Spatial localization data ▸
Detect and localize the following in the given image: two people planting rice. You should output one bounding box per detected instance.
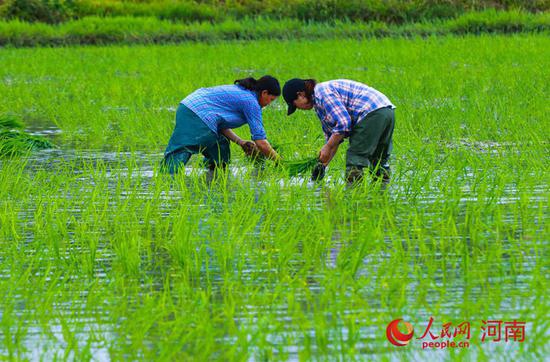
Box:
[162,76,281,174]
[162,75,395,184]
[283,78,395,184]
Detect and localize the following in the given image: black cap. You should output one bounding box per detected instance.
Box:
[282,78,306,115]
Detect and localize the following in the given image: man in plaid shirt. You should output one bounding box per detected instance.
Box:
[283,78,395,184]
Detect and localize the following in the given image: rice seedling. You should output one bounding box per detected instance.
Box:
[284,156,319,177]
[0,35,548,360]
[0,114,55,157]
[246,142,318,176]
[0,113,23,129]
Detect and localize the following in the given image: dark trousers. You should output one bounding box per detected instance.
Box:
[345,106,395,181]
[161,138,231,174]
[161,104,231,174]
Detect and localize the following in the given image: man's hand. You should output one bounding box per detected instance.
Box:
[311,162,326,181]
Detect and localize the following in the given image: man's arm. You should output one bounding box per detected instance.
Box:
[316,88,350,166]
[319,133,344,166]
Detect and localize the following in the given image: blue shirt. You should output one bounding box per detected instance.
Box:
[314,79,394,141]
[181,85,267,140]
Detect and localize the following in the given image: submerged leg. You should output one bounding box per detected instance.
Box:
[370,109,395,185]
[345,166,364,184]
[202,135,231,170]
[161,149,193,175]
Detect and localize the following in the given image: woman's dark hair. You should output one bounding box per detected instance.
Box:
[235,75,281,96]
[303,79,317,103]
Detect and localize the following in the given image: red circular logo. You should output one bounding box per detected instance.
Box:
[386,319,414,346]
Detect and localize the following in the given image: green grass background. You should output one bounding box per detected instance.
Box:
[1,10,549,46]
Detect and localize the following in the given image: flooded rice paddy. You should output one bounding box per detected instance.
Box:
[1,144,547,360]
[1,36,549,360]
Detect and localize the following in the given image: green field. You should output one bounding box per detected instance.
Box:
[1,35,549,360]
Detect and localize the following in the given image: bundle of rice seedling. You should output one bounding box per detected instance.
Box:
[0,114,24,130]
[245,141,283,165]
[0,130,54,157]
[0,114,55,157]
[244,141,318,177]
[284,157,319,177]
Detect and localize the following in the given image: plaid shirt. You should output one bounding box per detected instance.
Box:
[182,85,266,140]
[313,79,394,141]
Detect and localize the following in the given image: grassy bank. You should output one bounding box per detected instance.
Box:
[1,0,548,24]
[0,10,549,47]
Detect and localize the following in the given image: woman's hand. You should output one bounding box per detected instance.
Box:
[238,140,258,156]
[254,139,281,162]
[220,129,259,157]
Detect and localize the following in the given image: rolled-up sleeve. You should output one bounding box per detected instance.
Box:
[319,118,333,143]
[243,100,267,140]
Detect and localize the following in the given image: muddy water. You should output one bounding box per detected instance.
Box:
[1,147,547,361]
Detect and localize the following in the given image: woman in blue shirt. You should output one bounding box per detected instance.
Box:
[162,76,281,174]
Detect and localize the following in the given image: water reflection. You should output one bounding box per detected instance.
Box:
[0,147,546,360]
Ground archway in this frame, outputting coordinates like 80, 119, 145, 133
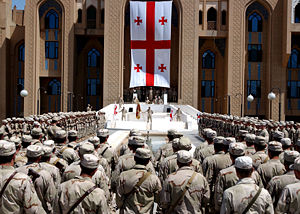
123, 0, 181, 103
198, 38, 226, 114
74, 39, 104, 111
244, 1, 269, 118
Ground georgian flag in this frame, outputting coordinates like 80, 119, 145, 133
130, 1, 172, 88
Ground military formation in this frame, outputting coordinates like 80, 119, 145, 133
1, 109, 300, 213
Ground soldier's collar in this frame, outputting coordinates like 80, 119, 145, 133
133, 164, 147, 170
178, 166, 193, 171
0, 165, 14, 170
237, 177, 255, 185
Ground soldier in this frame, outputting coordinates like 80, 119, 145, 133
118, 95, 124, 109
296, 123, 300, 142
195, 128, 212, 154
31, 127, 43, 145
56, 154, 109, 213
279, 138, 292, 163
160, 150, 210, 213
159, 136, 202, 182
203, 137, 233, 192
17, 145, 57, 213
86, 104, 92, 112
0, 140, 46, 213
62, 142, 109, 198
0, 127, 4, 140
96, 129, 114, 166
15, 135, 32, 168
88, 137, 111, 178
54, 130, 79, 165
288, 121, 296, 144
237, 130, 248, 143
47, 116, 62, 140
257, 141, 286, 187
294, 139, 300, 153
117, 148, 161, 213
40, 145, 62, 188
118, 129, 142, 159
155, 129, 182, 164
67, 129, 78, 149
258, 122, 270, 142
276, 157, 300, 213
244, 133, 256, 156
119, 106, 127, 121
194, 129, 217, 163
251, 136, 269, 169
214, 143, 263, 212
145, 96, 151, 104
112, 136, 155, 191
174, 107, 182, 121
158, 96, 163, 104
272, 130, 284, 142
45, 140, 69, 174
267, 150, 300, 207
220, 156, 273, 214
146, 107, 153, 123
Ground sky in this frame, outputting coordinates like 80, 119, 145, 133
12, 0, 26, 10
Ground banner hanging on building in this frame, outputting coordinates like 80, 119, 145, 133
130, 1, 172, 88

What the task asks ▸
When you set down the records above, copy every line exactly and exclude the pictures.

Answer area ▸
Detect and localize the following in the given image: two people planting rice. You should output one bounding box per detected instance.
Box:
[162,76,281,174]
[162,75,395,184]
[283,78,395,184]
Detect and localize the following in the given image: black cap. You should output one bounding box per detected instance.
Box:
[282,78,306,115]
Detect and localize the following in the given image: man in plaid shirt. You should output one bounding box per detected instance.
Box:
[283,78,395,184]
Detect and localize the following in the given image: rice seedling. You should output one bounding box per detected instance.
Box:
[284,156,319,177]
[0,35,548,360]
[0,114,55,157]
[246,142,318,176]
[0,113,23,129]
Detect and localize the following in the given image: dark trousers. You should output one bounding box per detected instance.
Box:
[345,106,395,181]
[161,138,231,174]
[161,104,231,174]
Detect and localize the following in the given image: man's hand. You should output one bounding box per detected instance.
Box:
[311,162,326,181]
Detect and localize the following in the given image: man's arm. You should output one bounding box per detected instance.
Box:
[316,88,350,166]
[319,133,344,166]
Detect and localize the following in the given image: blue shirt. You should output one bounding box per detected instance.
Box:
[314,79,394,141]
[181,85,267,140]
Detect and localize the following in the given image: submerged leg. You should output one bounding box per detected instance.
Box:
[370,109,395,185]
[345,166,364,184]
[202,135,231,170]
[161,149,193,175]
Detect and localize the following in the given image: woman's dark hair. You should output one bounding box per detected instance.
Box:
[235,75,281,96]
[303,79,317,103]
Detect and localize the following in the given image: red circular logo. You should output one bounding box per detected instance.
Box:
[386,319,414,346]
Detect and localize the following in the given image: green grass background. You should output one bounding box per detected instance.
Box:
[1,10,549,46]
Detect and localize the following in the given image: flooded rice paddy. You should output one bounding box per detected instance.
Box:
[1,144,547,360]
[1,36,549,360]
Detect and localize the following in the given image: green field. You should output one bounding box per detected instance.
Box:
[1,35,549,360]
Detect and localize the following in the given image: bundle of rice seedling. You should output one bounding box per detected instance.
Box:
[0,114,24,130]
[245,141,283,165]
[0,130,54,157]
[0,114,55,157]
[244,141,318,177]
[284,157,319,177]
Detect and localize the following in the given image: plaid shirt. You should output one bounding box per detected instance.
Box:
[182,85,266,140]
[313,79,394,141]
Detect and localize the following in the given image: grassy bank. You should output one bounding box per detected instance.
Box:
[1,0,548,24]
[0,10,549,47]
Detect and localize the following in the given image: woman's hand. You should output one bounding box per detected instance.
Box:
[238,140,258,156]
[254,139,281,162]
[220,129,259,157]
Detect and localize the following in the given image: rolled-up sleeve. You should output one bounding box per detected instance.
Box:
[319,118,333,143]
[243,100,267,140]
Detect and localize the following in the given image: muddy water. You should output one bounding box per detected instance.
Box:
[1,147,547,361]
Detect and localize the following in the given image: woman in blue shirt. You should output one bounding box per detected instance.
Box:
[162,76,281,174]
Detect and localize the following in the given image: water reflection. You should output one bounding box per detected instance.
Box:
[0,147,546,360]
Ground archway in this frame, outputting coordinates like 80, 119, 145, 133
123, 0, 181, 103
198, 38, 226, 114
74, 39, 104, 111
244, 1, 269, 118
Ground georgian flag in this frame, outputting coordinates like 80, 119, 145, 133
130, 1, 172, 88
Ground military formation in this frame, outputting coordinates like 80, 119, 145, 133
1, 109, 300, 213
Ground soldier's collar in this frame, outputting coordinates like 80, 119, 145, 133
133, 164, 147, 170
178, 166, 193, 171
0, 165, 14, 170
237, 177, 255, 185
Ground soldier in this frame, outputting coordinates like 80, 119, 145, 133
118, 95, 124, 109
296, 123, 300, 142
195, 128, 212, 154
31, 127, 43, 145
56, 154, 109, 213
279, 138, 292, 163
160, 150, 210, 213
159, 136, 202, 182
203, 137, 233, 192
17, 145, 57, 213
86, 104, 92, 112
0, 140, 46, 213
62, 142, 109, 198
0, 127, 4, 140
96, 129, 114, 166
15, 135, 32, 168
88, 137, 111, 178
54, 130, 79, 165
288, 121, 296, 144
237, 130, 248, 143
47, 116, 62, 140
257, 141, 286, 187
294, 139, 300, 153
117, 148, 161, 213
40, 145, 62, 188
118, 129, 142, 159
155, 129, 182, 164
67, 129, 78, 149
258, 122, 270, 142
276, 157, 300, 213
244, 133, 256, 156
119, 106, 127, 121
194, 129, 217, 163
251, 136, 269, 169
214, 143, 263, 212
145, 96, 151, 104
112, 136, 155, 191
174, 107, 182, 121
158, 96, 163, 104
272, 130, 284, 142
45, 140, 69, 174
267, 150, 300, 207
220, 156, 273, 214
146, 107, 153, 123
Ground sky in this frame, outputting coordinates like 80, 119, 145, 133
12, 0, 26, 10
Ground banner hanging on building in this frame, outputting coordinates like 80, 119, 145, 133
130, 1, 172, 88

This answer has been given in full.